Revise all of the entries below by replacing "marker" with "dot" and keeping everything else the same. Leave the pictures out of your version.

___ Material for the task

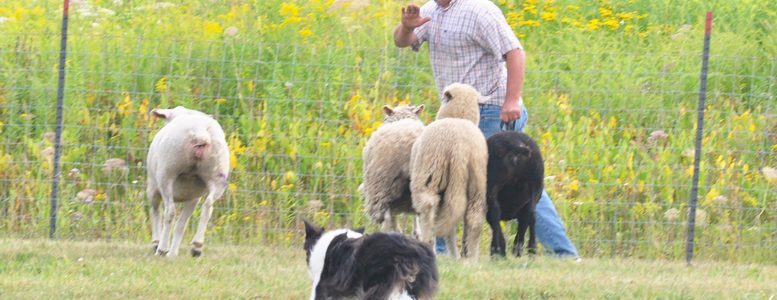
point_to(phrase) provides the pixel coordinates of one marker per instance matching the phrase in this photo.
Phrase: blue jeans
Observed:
(549, 228)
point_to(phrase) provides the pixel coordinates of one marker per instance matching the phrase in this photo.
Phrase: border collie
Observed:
(345, 263)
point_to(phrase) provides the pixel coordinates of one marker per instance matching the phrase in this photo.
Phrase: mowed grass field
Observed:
(611, 88)
(44, 269)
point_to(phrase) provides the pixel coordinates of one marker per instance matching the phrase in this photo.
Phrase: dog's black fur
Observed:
(373, 266)
(515, 184)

______

- _Right answer_:
point_to(phrase) provides the pixel coordinates of one dot per instance matching the phrase in this photo.
Phrase: blue jeans
Observed:
(549, 228)
point_to(phrase) provides the pixel coordinates of one dot per instance matching the phrase in this photo.
Phrase: border collie
Observed:
(345, 263)
point_to(phrase) provides the pixel coordinates of one dot per instance matching the phrase in this photo.
Phrase: mowed grass field
Observed:
(611, 88)
(44, 269)
point_to(phrase) provides the pixel coordinates of one dot per instance matching the phrase in this photo.
Phrase: dog's black fur
Observed:
(373, 266)
(515, 184)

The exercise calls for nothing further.